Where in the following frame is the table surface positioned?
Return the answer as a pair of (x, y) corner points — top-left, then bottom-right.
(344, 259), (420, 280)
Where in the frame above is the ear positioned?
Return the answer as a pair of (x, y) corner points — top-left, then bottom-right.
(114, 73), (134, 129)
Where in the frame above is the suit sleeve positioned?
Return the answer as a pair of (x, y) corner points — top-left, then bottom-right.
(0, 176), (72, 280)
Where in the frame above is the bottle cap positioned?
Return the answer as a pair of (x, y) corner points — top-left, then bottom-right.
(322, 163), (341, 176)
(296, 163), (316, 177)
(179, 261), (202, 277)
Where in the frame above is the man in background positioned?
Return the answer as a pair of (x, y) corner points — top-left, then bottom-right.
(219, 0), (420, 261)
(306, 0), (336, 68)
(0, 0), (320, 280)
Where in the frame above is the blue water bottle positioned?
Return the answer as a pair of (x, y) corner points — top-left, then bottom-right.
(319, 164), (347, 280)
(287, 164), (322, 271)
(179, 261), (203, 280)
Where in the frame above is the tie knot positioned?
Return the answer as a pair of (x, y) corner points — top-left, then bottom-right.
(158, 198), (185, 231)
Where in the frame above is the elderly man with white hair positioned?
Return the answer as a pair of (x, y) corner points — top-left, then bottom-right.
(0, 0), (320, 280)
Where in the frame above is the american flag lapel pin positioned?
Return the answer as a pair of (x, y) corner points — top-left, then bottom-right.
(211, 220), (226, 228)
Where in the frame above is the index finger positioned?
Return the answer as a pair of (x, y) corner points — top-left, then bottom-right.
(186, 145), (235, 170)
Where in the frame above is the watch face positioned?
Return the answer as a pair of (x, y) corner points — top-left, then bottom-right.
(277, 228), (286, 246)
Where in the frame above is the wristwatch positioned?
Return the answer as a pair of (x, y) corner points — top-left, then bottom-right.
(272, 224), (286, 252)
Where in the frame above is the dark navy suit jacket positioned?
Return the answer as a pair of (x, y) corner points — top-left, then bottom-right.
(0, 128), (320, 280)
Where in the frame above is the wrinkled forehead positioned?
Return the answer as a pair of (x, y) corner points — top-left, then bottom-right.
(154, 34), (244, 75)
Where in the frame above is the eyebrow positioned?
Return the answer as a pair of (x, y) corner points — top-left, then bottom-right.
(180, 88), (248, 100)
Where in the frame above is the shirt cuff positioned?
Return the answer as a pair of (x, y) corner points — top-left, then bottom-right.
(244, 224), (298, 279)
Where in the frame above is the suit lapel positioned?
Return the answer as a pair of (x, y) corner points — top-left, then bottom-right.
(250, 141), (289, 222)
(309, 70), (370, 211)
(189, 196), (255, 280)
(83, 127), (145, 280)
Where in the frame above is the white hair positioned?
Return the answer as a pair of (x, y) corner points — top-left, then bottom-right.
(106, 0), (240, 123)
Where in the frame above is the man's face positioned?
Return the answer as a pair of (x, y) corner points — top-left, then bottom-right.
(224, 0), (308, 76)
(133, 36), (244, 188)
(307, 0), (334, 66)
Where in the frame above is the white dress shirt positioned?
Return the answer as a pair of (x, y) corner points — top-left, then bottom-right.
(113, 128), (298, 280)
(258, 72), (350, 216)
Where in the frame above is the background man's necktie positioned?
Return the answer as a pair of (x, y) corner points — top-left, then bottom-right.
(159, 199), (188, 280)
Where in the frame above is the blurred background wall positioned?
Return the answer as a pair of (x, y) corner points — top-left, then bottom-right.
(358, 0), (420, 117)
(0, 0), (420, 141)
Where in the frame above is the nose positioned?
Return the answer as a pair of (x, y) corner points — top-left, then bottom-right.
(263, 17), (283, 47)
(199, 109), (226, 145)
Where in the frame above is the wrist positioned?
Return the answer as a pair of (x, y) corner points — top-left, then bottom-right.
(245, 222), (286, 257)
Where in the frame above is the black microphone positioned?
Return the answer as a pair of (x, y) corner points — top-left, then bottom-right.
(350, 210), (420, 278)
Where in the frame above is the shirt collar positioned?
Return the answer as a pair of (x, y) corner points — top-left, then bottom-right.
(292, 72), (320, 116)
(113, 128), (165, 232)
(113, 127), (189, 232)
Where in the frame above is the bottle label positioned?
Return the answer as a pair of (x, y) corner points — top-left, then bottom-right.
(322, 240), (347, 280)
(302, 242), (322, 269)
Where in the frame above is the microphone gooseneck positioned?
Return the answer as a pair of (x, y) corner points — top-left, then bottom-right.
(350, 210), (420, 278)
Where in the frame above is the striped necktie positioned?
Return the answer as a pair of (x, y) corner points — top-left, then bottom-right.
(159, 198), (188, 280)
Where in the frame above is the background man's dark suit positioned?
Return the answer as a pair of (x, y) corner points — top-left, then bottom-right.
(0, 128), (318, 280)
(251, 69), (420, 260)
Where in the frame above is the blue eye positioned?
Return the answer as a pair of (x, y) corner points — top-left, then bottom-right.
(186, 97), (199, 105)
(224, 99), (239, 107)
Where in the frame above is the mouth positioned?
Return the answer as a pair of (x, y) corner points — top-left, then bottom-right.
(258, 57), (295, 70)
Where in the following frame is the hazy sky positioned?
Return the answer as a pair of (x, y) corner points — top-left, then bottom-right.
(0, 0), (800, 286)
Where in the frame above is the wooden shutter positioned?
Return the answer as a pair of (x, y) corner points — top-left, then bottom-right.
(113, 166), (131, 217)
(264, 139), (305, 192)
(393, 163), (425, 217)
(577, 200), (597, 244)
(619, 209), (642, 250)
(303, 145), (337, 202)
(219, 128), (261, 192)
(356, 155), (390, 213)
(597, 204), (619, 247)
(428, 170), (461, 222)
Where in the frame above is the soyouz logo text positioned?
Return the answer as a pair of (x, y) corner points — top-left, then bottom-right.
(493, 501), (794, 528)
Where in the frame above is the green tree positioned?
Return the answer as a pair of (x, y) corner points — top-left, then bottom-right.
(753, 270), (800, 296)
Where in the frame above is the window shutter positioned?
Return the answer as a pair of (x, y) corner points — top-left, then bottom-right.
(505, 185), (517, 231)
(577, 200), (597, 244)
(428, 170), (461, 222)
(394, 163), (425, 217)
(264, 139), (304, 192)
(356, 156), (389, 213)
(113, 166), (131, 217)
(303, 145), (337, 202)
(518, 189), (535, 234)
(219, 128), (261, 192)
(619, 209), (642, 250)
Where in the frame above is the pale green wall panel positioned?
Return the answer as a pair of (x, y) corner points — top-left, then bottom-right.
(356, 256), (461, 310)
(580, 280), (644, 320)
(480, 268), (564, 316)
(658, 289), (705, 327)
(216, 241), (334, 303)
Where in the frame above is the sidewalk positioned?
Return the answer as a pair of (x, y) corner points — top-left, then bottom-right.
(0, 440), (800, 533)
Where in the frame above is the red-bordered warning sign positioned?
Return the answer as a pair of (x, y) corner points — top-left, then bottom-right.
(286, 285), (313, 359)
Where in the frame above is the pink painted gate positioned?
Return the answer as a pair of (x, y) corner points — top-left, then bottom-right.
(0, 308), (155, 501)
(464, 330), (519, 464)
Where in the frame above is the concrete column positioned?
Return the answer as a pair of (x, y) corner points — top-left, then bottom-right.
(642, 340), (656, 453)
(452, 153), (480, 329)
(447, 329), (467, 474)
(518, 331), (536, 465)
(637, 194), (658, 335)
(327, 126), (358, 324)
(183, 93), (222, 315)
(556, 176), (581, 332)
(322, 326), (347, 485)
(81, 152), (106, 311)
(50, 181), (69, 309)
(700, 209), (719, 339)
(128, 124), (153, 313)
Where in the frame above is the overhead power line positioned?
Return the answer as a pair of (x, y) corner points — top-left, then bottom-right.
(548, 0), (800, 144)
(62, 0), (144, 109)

============================================================

◆ ENUNCIADO DEL PROBLEMA
Reproduce todas las líneas comprendidas entre la que contiene "Where in the frame above is the tie" y la que contiene "(0, 128), (320, 280)", ambas incluidas, y entrega solo esas líneas. En ellas, escala por 0,7 cada coordenada de las respuestas y redondea al entero más cercano, con las mitades hacia arriba.

◆ SOLUCIÓN PROPUESTA
Where in the frame above is the tie knot positioned?
Return the answer as a pair of (x, y) corner points — top-left, then bottom-right.
(111, 139), (130, 162)
Where in the frame above is the elderly man with white hair positioned?
Return the answer as a pair of (x, y) corner points — top-left, then bottom-right.
(0, 0), (224, 196)
Where in the frame above is the american flag lapel pin positioned?
Return the answer as a pair of (x, y) corner points — top-left, then bottom-right.
(148, 154), (158, 160)
Where in the frame above is the index finger positioned?
Return the answer as a pair of (x, y) corner points — top-left, then bottom-right.
(130, 102), (165, 119)
Where in the frame above is the watch face positioned?
Return the answer as a pair of (x, y) corner points — top-left, then bottom-right.
(194, 160), (200, 172)
Where in the frame above is the wristwatch positioned?
Return the answer as a pair of (x, y) corner points — top-left, then bottom-right.
(190, 157), (200, 176)
Where in the frame above is the dark navy suit jacket positioned?
Return the answer as a pair of (x, y) corner points — top-left, then bottom-right.
(0, 90), (224, 196)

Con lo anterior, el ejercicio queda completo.